** Begin MATERIAL PROVIDED **

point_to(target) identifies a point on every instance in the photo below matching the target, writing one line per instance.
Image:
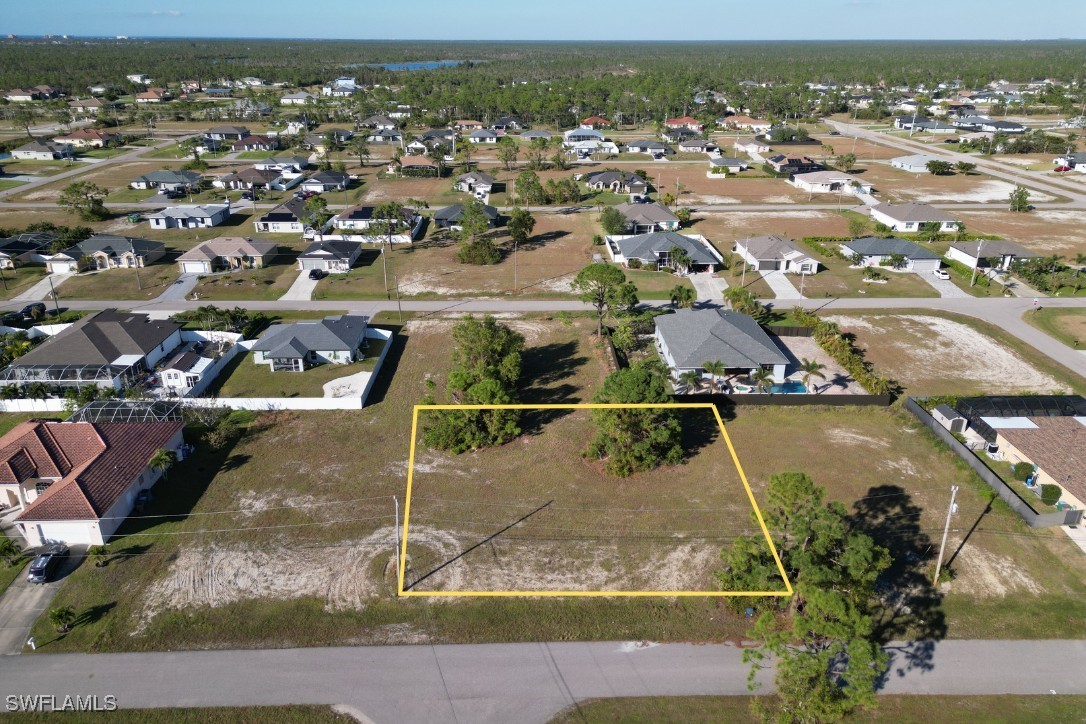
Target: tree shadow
(909, 608)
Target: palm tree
(163, 460)
(811, 368)
(62, 617)
(692, 379)
(715, 370)
(762, 380)
(682, 296)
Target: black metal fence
(1006, 492)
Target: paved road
(23, 602)
(501, 682)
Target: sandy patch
(986, 574)
(955, 350)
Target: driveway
(947, 289)
(42, 290)
(301, 290)
(783, 289)
(23, 602)
(180, 289)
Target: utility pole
(946, 530)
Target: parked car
(47, 562)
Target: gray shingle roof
(879, 246)
(342, 333)
(648, 246)
(695, 337)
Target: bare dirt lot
(933, 356)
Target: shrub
(1050, 494)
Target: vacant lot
(900, 186)
(560, 245)
(118, 283)
(491, 521)
(1068, 326)
(936, 356)
(1040, 230)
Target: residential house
(108, 348)
(1056, 447)
(913, 164)
(77, 482)
(878, 251)
(477, 183)
(690, 338)
(106, 251)
(911, 216)
(167, 180)
(655, 250)
(40, 150)
(579, 135)
(988, 253)
(330, 255)
(830, 181)
(289, 217)
(684, 122)
(327, 180)
(255, 143)
(227, 253)
(301, 98)
(88, 138)
(228, 132)
(25, 249)
(785, 164)
(647, 217)
(616, 181)
(775, 254)
(301, 345)
(450, 216)
(483, 136)
(192, 216)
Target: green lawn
(287, 714)
(655, 284)
(118, 283)
(267, 282)
(1068, 326)
(711, 710)
(15, 281)
(243, 378)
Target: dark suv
(47, 562)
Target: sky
(555, 20)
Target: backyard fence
(1006, 492)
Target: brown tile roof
(96, 461)
(1058, 446)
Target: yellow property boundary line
(584, 594)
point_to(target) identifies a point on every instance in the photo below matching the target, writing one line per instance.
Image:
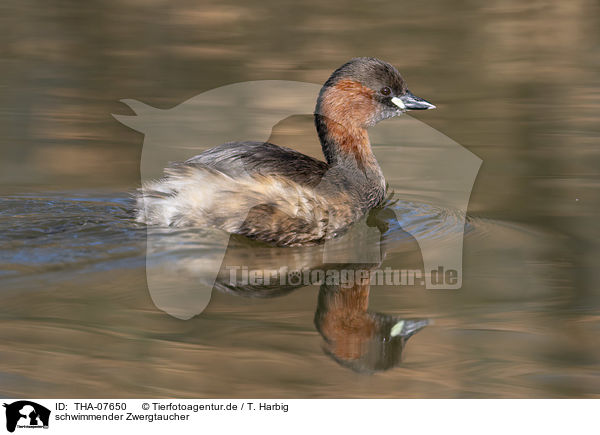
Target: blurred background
(515, 82)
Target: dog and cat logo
(25, 414)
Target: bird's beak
(409, 101)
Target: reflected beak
(409, 101)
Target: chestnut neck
(347, 149)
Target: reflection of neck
(345, 323)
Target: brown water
(515, 83)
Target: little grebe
(278, 195)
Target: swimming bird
(278, 195)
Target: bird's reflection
(354, 337)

** End MATERIAL PROVIDED **

GOAL:
Do not include the images; transcribe the rest of the listing exactly.

CORRECT RESPONSE:
point_to(target) identifies a point on every instance in the photo below matching the target, writing one line per instance.
Image:
Target: tree shadow
(909, 608)
Target: palm tree
(163, 460)
(811, 368)
(62, 617)
(692, 379)
(715, 370)
(762, 380)
(682, 296)
Target: black metal fence
(1006, 492)
Target: paved road
(23, 602)
(501, 682)
Target: sandy patch
(986, 574)
(955, 350)
Target: driveway
(947, 289)
(42, 290)
(301, 290)
(783, 289)
(23, 602)
(180, 289)
Target: utility pole
(946, 530)
Target: parked car
(47, 562)
Target: gray shingle roof
(879, 246)
(342, 333)
(648, 246)
(695, 337)
Target: bare dirt lot
(933, 356)
Target: shrub
(1050, 494)
Target: vacant lot
(900, 186)
(560, 245)
(118, 283)
(491, 521)
(1068, 326)
(936, 356)
(1040, 230)
Target: residential house
(108, 348)
(1056, 447)
(913, 164)
(77, 482)
(878, 251)
(477, 183)
(690, 338)
(106, 251)
(911, 216)
(167, 180)
(655, 250)
(40, 150)
(579, 135)
(988, 253)
(330, 255)
(830, 181)
(289, 217)
(684, 122)
(327, 180)
(255, 143)
(227, 253)
(301, 98)
(88, 138)
(228, 132)
(25, 249)
(785, 164)
(647, 217)
(616, 181)
(775, 254)
(301, 345)
(450, 216)
(483, 136)
(192, 216)
Target: green lawn
(287, 714)
(655, 284)
(118, 283)
(267, 282)
(1068, 326)
(711, 710)
(15, 281)
(243, 378)
Target: dark suv
(47, 562)
Target: sky
(555, 20)
Target: backyard fence
(1006, 492)
Target: brown tile roof
(96, 461)
(1058, 446)
Target: yellow property boundary line
(584, 594)
point_to(target) identifies a point on every instance in the photo below matching the target, writing one line per instance.
Image:
Target: blurred background
(515, 82)
Target: dog and cat logo
(25, 414)
Target: bird's beak
(409, 101)
Target: reflected beak
(409, 101)
Target: chestnut neck
(347, 149)
Target: reflection of neck
(345, 323)
Target: brown water
(515, 83)
Target: little grebe
(278, 195)
Target: swimming bird
(278, 195)
Target: bird's reflection
(354, 337)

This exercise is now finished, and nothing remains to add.